- _GOAL_: Restate every line of the data below, requests included, scaling each x and y coordinate in the answers by 1.05 and rounding to the nearest whole number, with halves rounded up. Leave the numbers in the requests and their format samples unchanged.

── MATERIAL FOR THIS TASK ──

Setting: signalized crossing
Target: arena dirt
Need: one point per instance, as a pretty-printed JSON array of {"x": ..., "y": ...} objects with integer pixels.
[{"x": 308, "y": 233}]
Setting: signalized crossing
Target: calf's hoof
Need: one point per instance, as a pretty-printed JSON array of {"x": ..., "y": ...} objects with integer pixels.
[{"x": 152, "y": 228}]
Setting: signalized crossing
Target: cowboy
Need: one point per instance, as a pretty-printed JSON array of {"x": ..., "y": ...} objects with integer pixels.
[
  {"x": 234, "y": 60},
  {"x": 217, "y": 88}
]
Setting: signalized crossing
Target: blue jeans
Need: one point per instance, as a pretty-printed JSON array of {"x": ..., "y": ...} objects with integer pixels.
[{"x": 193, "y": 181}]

───

- _TASK ANSWER_:
Setting: signalized crossing
Target: arena dirt
Need: one point per instance, as a pretty-printed JSON array of {"x": ..., "y": ...} objects with integer pixels.
[{"x": 323, "y": 245}]
Setting: signalized crossing
Target: calf's hoof
Need: one point per instance, as a pretty-printed JSON array of {"x": ..., "y": ...} objects with integer pixels.
[{"x": 160, "y": 239}]
Setting: signalized crossing
Target: cowboy
Need: one point per instance, as a pretty-printed JSON array of {"x": ..., "y": ...} objects with integer pixels.
[
  {"x": 246, "y": 63},
  {"x": 228, "y": 92}
]
Setting: signalized crossing
Target: blue jeans
Need: one point per instance, as a pretty-printed JSON array of {"x": ..., "y": ...} objects with integer pixels.
[{"x": 203, "y": 190}]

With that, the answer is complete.